THE TASK: Recast the data from its first line through the line containing "[168,793,239,840]", both ends included, as a Markdown table with the columns No. and Text. Put one line per row and skip blank lines.

<<<<

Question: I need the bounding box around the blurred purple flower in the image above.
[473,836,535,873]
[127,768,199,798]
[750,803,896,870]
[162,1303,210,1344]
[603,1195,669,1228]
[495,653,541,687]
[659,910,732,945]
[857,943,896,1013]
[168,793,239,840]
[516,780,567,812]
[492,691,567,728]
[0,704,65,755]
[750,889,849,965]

>>>>

FINAL ANSWER:
| No. | Text |
|---|---|
| 1 | Question: I need the bounding box around the blurred purple flower in the image above. |
| 2 | [473,836,535,873] |
| 3 | [127,768,199,798] |
| 4 | [750,803,896,870] |
| 5 | [162,1303,210,1344] |
| 6 | [603,1195,669,1228] |
| 7 | [495,653,541,687] |
| 8 | [659,910,732,945] |
| 9 | [857,943,896,1013] |
| 10 | [168,793,239,840] |